## Text provided
* START *

Today was a great day. I presented at a book discussion Catharine, or the Bower, an unfinished story written by Jane Austen when she was 16 years old. It is one of only two stories contained in Volume the Third of her youthful and ebullient writings, called the Juvenilia. Her father wrote of them “Effusions of Fancy by a Young Lady Consisting of Tales in a Style entirely new.” Austen’s earlier Juvenilia stories are literary parody consisting of coincidences, lurid horrors, and comic situations. They are boisterous and youthful and border the ridiculous and satirical towards the sentimental. Despite being written by such a young person (beginning at the age of 12) the stories are chock full of theft, drunkenness, sexual indiscretion, and lewdness, found to be most shocking by the Victorians. Her family refrained from publishing the volumes of the Juvenilia wanting to keep the reputation of the demure and devout maiden aunt pure. They were not published until 1933 (Volume the First), 1922 (Volume the Second), and 1951 (Volume the Third).
Catharine is considered important because, albeit raw, it intimates the maturity of her later published novels. Austen is beginning to direct her wit towards her interests of courtship, romance, and family relationships; the range and depth of her characterization, clarity of dialogue and action is emerging. Discernible are familiar character types that will be more fleshed out in the novels: self-centered, selfish, and empty-headed young ladies; thoughtless, idle, and seductive young gentlemen; vivacious, witty, and bright heroines, and conservative, over-protective and hypochondriac elders. Catharine also hints at acceptable principles of behavior and class distinction characteristic of her fully developed novels.

* END *

## Written problem
Render this sentence from the text on Jane Austen's Catharine in French: "Catharine also hints at acceptable principles of behavior and class distinction characteristic of her fully developed novels."

## Data lines

* START *

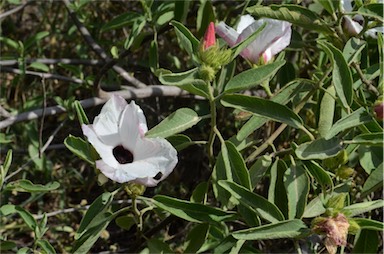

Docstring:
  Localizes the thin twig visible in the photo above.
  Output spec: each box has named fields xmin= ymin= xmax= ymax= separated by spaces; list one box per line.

* END *

## Exercise solution
Catharine laisse également entrevoir des principes de conduite acceptables et une distinction de classes caractéristiques de ses romans pleinement aboutis.